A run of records

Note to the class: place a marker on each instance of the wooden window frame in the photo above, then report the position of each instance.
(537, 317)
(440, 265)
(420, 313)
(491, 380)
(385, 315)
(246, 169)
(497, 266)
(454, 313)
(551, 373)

▶ TO DO:
Please edit the rows above so that "wooden" becomes "metal", with everything else left unchanged.

▶ THE RESPONSE:
Note to the class: place a marker on each instance of the metal window frame in the photo above, then report the position of each instance.
(537, 317)
(440, 265)
(420, 313)
(491, 380)
(385, 315)
(246, 169)
(497, 266)
(454, 313)
(551, 373)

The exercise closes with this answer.